#### Aim:
Print all of the data exactly.

#### Dataset rows:
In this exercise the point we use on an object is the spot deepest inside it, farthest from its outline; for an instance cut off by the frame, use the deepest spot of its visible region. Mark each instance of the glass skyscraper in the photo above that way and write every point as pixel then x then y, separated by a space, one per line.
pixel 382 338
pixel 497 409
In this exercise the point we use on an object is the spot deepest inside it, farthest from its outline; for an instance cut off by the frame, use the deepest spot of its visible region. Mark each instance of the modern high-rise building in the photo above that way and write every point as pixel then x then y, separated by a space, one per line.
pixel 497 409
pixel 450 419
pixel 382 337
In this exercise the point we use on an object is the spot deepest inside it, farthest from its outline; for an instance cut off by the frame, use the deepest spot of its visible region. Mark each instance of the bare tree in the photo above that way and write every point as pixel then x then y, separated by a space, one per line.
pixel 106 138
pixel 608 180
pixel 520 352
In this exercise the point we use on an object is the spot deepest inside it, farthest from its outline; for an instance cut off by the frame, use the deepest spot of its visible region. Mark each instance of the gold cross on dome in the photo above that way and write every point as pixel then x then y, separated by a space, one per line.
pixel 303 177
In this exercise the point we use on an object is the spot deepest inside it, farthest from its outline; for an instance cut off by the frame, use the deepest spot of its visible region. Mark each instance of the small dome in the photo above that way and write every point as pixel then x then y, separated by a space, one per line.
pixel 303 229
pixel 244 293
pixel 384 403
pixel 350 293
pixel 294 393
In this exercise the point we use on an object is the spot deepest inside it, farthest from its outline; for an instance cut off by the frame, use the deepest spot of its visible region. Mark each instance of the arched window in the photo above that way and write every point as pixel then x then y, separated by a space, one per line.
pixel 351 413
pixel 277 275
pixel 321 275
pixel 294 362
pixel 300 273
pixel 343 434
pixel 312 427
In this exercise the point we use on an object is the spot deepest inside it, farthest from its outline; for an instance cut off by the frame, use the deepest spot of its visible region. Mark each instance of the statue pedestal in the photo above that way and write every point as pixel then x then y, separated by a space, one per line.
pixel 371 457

#### Final result:
In this exercise the point we use on an object is the spot deepest inside it, farthest from its outline; for an instance cut off by the frame, use the deepest spot of its visible region. Mark each instance of the glass skyscraper in the photo above that way and write every point as pixel then x then y, separated by a space, one per line.
pixel 382 338
pixel 497 409
In this exercise the point we use on an object is the spot deepest inside it, farthest from its outline; for an instance cut off by the frame, use the deepest spot of its visible region. Mark each instance of the modern high-rise building in the photo above that way and write every point as pixel then x then y, separated by a space, one per line.
pixel 497 409
pixel 450 419
pixel 382 337
In this exercise the point we use on an object is the spot deepest inside it, farthest from its outline; for an instance cut off by the frame, use the deepest spot of its visible region. Mark each instance of the bare tree in the photo above that way and write every point as pixel then x then y, separated by a space, one per line.
pixel 106 138
pixel 608 180
pixel 520 352
In this exercise the point we use on an object is the spot deepest inside it, farthest from its outline; for an instance cut off by the frame, use the deepest spot of its visible region. Mark each instance of the gold cross on dome in the photo above that way and write every point as pixel then x then y, separated by a space, one per line.
pixel 303 177
In this exercise the point we use on an object is the spot deepest inside it, farthest from its outline; for an instance cut off by the frame, use the deepest spot of its visible region. Mark each instance of the small dome in the photo above that way and write every point as pixel then x then y, separated by a space, one per line.
pixel 303 229
pixel 244 293
pixel 384 403
pixel 350 293
pixel 294 393
In this exercise the point we use on an object is the spot deepest inside it, farthest from its outline; for an instance cut off by the frame, use the deepest spot of its visible region. Mark each instance of the arched window in the photo above that way and write every point as pixel then x then y, separated by a space, one per line.
pixel 351 413
pixel 277 275
pixel 321 275
pixel 294 362
pixel 300 273
pixel 343 434
pixel 312 427
In this exercise the point we use on an object is the spot deepest inside it, farthest from its outline; for an instance cut off by the frame, use the deepest spot of its visible region. Mark each instance of the statue pedestal in the photo above that way and write every point as pixel then x then y, separated by a space, one per line.
pixel 371 457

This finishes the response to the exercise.